• Exercise task
Which of the lines below contain the string "helmet"? Pull out each one in full, and treat uppercase and lowercase as different.

• Data for this task
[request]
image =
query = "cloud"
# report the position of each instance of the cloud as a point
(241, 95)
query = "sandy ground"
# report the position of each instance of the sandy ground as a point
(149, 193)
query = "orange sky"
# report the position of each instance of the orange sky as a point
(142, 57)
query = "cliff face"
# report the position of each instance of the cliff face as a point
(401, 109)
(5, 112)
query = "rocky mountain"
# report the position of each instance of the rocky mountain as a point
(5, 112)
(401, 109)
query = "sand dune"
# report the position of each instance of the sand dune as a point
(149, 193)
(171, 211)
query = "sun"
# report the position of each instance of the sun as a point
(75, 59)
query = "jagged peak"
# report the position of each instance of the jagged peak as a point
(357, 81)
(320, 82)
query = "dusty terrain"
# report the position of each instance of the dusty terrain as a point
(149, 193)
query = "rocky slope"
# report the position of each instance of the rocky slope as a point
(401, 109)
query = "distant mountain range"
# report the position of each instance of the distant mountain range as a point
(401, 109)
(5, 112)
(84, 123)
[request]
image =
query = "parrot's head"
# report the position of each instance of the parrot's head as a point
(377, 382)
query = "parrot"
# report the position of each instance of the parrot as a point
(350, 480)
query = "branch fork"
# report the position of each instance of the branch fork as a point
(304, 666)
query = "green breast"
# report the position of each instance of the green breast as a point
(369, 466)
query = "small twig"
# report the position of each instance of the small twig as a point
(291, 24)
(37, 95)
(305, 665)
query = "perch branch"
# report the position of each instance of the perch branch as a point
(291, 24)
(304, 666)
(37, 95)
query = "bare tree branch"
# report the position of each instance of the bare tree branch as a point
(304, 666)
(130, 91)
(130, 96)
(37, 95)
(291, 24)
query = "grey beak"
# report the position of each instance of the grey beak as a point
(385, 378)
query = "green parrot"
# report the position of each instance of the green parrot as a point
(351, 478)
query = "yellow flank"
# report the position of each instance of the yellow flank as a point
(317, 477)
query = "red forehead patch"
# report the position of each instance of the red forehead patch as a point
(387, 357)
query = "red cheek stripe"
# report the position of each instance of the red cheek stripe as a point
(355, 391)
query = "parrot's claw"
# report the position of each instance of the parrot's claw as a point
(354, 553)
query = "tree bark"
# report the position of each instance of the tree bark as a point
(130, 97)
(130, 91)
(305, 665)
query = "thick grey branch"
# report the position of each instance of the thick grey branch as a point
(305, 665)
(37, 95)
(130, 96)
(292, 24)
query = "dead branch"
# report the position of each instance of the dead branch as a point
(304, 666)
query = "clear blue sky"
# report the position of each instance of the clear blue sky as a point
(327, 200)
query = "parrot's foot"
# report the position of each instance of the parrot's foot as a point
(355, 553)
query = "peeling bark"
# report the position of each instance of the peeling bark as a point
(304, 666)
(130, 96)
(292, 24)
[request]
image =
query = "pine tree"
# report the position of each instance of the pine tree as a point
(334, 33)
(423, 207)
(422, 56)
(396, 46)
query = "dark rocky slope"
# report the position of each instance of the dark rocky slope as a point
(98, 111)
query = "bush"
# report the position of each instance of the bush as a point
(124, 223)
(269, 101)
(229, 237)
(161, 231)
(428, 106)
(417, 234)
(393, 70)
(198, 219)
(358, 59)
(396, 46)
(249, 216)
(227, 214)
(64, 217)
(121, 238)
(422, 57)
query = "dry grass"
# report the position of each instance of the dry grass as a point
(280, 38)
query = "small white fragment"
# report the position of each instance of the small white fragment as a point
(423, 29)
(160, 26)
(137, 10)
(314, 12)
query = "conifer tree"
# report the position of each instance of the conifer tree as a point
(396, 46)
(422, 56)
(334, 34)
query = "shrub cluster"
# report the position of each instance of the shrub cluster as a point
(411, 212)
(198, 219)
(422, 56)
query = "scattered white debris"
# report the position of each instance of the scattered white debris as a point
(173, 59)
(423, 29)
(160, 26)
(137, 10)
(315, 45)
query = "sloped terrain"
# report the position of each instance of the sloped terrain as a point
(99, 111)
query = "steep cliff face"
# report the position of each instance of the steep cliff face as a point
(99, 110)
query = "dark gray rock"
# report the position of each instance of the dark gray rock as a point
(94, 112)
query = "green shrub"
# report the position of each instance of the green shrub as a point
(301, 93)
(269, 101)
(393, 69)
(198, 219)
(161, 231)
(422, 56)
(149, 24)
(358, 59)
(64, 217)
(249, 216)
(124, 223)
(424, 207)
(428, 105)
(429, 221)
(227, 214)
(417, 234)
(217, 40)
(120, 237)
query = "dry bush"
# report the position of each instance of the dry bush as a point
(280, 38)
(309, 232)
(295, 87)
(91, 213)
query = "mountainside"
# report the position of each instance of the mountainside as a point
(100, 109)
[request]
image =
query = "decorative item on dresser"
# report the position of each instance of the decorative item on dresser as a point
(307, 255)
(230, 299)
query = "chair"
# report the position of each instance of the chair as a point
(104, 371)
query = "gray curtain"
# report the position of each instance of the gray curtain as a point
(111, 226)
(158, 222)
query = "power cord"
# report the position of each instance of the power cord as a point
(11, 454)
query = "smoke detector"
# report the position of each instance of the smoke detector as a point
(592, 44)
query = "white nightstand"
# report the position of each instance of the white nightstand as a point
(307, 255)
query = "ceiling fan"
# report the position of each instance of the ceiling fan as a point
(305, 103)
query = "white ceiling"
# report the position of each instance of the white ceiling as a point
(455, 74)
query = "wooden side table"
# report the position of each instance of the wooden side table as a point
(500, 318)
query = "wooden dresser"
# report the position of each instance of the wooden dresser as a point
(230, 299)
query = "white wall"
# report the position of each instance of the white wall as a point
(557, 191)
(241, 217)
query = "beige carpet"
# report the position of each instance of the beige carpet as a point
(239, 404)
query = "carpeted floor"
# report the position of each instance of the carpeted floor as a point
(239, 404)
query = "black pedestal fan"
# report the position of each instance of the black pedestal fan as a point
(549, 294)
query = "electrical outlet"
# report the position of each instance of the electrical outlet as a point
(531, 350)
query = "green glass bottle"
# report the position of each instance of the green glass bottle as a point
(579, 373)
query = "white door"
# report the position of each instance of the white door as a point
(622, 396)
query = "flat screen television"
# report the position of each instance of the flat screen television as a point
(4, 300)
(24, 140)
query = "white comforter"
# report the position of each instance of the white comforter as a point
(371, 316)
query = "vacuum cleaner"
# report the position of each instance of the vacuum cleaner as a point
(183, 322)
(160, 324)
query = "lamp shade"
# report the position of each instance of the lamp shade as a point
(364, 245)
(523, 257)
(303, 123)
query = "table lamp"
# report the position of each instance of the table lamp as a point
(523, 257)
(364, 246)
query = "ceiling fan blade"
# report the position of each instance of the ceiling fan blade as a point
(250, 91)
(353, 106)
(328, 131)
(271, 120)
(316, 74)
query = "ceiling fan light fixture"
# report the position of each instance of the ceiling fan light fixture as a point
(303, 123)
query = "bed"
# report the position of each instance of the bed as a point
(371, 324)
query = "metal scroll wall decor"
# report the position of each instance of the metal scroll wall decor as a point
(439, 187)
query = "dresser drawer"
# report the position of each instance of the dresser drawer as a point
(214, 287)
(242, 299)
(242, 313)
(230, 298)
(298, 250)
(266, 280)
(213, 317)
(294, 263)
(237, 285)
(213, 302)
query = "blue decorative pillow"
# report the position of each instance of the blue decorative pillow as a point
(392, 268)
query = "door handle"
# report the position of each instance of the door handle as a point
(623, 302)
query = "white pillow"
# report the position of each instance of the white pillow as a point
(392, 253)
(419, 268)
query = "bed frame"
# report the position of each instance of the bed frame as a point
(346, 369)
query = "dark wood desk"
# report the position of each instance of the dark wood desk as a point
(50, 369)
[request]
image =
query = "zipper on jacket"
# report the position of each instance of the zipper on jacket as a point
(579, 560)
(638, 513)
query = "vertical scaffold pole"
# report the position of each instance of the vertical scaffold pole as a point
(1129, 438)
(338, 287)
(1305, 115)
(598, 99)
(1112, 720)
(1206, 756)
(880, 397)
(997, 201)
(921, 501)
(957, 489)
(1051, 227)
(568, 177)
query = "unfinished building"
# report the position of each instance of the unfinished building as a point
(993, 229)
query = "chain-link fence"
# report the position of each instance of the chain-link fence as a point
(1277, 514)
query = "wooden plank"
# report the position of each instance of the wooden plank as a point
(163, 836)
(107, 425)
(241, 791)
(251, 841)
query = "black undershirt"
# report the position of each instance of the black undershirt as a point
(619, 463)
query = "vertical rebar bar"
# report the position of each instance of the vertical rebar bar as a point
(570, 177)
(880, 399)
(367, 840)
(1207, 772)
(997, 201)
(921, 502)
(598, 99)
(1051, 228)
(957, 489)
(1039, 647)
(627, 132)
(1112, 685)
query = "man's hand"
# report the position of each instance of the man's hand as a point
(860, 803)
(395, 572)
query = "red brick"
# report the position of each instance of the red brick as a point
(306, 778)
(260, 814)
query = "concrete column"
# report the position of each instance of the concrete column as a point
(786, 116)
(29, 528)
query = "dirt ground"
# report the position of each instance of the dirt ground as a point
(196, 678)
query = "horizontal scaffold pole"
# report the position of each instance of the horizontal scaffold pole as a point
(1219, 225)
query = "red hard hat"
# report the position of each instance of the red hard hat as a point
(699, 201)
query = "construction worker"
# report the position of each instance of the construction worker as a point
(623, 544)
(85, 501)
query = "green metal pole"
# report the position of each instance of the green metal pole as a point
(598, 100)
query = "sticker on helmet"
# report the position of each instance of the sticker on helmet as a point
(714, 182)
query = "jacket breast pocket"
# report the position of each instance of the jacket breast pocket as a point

• Exercise solution
query = "sticker on helmet"
# report the position of each instance of the sticker on helmet as a point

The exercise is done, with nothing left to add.